WRITTEN REQUEST
Starting at the line that contains "of the mossy" and continuing through the end of the records below, lay out those lines as a numbered list, leaving out any blank lines.

--- START DATA SUPPLIED ---

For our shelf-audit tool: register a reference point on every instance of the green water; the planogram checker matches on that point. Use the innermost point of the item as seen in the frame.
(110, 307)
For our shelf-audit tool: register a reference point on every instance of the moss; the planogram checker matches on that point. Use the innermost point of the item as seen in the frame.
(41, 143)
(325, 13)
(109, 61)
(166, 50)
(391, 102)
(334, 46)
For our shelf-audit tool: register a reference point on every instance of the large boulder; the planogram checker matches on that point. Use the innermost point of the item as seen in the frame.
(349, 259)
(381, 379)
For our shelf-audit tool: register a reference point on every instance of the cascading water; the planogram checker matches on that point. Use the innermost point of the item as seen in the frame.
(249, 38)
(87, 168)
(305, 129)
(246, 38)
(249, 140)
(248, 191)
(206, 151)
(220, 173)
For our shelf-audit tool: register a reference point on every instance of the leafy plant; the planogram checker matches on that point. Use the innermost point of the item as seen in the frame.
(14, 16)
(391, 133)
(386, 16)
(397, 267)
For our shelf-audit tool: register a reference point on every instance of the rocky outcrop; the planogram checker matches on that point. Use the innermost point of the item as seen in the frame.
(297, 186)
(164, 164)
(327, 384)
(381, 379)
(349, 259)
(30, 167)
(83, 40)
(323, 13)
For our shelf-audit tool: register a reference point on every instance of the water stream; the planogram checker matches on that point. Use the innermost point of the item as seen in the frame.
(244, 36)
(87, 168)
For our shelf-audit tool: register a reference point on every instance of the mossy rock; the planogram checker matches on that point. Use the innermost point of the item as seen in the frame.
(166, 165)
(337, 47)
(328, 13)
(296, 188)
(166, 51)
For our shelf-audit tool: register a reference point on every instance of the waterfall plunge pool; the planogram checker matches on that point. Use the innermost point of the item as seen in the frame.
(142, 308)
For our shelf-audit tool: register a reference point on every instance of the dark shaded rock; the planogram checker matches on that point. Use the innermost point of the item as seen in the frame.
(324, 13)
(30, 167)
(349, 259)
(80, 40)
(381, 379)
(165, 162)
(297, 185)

--- END DATA SUPPLIED ---

SOLUTION
1. For our shelf-audit tool: register a reference point on every instance of the mossy rock; the planogram checker matches on that point. Use the innermost point of the item as seen in the frame.
2. (166, 165)
3. (337, 47)
4. (328, 13)
5. (296, 188)
6. (166, 51)
7. For our shelf-audit tool: register a reference point on every instance of the waterfall plunge pool; the planogram checker matches on that point. Use the innermost point of the item as seen in the frame.
8. (142, 308)
9. For our shelf-audit tool: register a reference point on every instance of the dark shaded rock; the planogram checker matches on that point. Use the innermost point of the item as seen in the frame.
10. (324, 13)
11. (30, 167)
12. (349, 259)
13. (80, 40)
14. (381, 379)
15. (165, 162)
16. (297, 185)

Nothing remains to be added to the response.